Format every line of the records below as a numbered list, leaving out any blank lines.

- Task input -
-- Begin --
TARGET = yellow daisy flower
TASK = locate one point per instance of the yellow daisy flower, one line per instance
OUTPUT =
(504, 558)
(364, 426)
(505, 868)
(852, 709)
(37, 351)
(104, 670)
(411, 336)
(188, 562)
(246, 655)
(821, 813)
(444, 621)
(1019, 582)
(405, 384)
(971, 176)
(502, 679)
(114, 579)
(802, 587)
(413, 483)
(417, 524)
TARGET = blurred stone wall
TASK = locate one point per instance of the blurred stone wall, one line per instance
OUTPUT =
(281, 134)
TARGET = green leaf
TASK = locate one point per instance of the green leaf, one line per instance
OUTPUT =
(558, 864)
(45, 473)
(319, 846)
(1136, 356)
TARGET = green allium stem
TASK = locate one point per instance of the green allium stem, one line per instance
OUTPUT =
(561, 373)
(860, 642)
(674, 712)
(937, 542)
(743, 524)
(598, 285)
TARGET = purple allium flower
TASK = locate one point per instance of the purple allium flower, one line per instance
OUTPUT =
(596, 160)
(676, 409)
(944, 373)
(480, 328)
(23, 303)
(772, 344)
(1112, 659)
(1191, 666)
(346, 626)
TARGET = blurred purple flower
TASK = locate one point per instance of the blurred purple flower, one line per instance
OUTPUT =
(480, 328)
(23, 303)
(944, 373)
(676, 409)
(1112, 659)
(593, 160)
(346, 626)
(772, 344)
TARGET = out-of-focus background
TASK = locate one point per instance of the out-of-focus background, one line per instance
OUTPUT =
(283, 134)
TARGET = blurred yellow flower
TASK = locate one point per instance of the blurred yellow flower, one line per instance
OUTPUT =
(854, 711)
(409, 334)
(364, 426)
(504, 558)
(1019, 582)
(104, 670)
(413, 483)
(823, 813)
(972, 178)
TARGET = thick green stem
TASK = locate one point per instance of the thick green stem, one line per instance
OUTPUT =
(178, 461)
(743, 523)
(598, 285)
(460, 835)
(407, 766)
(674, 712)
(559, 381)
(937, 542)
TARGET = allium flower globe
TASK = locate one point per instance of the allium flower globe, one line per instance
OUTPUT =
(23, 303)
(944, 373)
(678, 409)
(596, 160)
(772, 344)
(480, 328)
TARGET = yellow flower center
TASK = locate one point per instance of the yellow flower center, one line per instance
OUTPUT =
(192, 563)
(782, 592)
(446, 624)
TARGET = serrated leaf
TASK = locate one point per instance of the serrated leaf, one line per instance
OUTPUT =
-- End --
- In response -
1. TARGET = yellow daisy flower
2. TASK = locate one point per instance of the yellow daisy flower, one line per instance
3. OUTPUT =
4. (504, 558)
5. (364, 426)
6. (505, 868)
7. (852, 709)
8. (37, 351)
9. (104, 670)
10. (411, 336)
11. (188, 562)
12. (246, 655)
13. (821, 813)
14. (444, 621)
15. (1019, 582)
16. (405, 384)
17. (971, 176)
18. (502, 679)
19. (114, 579)
20. (802, 587)
21. (413, 483)
22. (417, 524)
23. TARGET = blurred stone wall
24. TASK = locate one point per instance of the blurred stone wall, one line per instance
25. OUTPUT =
26. (281, 134)
27. TARGET = green leaf
28. TASK = locate one point per instance of the green leaf, one line per instance
29. OUTPUT =
30. (558, 864)
31. (45, 473)
32. (319, 846)
33. (1136, 356)
34. TARGET = green allium stem
35. TASK = locate one point per instance of the green allium stem, one line per instance
36. OUTPUT =
37. (561, 373)
38. (860, 642)
39. (674, 712)
40. (937, 542)
41. (743, 524)
42. (598, 285)
43. TARGET = purple allium flower
44. TASK = locate one point per instance of the purple allium flower, one line per instance
45. OUTPUT =
46. (596, 160)
47. (676, 409)
48. (944, 373)
49. (480, 328)
50. (23, 303)
51. (772, 344)
52. (1112, 659)
53. (1191, 666)
54. (346, 626)
55. TARGET = blurred purple flower
56. TASK = locate one point per instance of the blurred purple flower, one line per instance
57. OUTPUT =
58. (480, 328)
59. (23, 303)
60. (944, 373)
61. (676, 409)
62. (1112, 659)
63. (593, 160)
64. (346, 626)
65. (772, 344)
66. TARGET = out-of-focus background
67. TASK = locate one point per instance of the out-of-focus background, one line per instance
68. OUTPUT =
69. (283, 134)
70. TARGET = blurred yellow flower
71. TASK = locate one point per instance of the blurred yellow flower, one line per instance
72. OUTPUT =
73. (854, 711)
74. (409, 334)
75. (364, 426)
76. (504, 558)
77. (1019, 582)
78. (104, 670)
79. (413, 483)
80. (823, 813)
81. (972, 178)
82. TARGET = thick green stem
83. TASK = locate one point per instance of the thick green stem, one line per instance
84. OUTPUT =
85. (178, 461)
86. (743, 523)
87. (598, 285)
88. (460, 835)
89. (407, 766)
90. (674, 712)
91. (559, 381)
92. (937, 542)
93. TARGET = allium flower globe
94. TASK = locate one point per instance of the allium flower globe, one line per instance
95. OUTPUT =
96. (23, 303)
97. (944, 373)
98. (678, 409)
99. (596, 160)
100. (772, 344)
101. (480, 328)
102. TARGET = yellow flower center
103. TASK = locate one point per instance of the yellow flower center, one line per instance
104. OUTPUT =
105. (192, 563)
106. (782, 592)
107. (446, 624)
108. TARGET = serrated leaf
109. TASK = locate one point per instance of the serrated leaf, one line per instance
110. OUTPUT =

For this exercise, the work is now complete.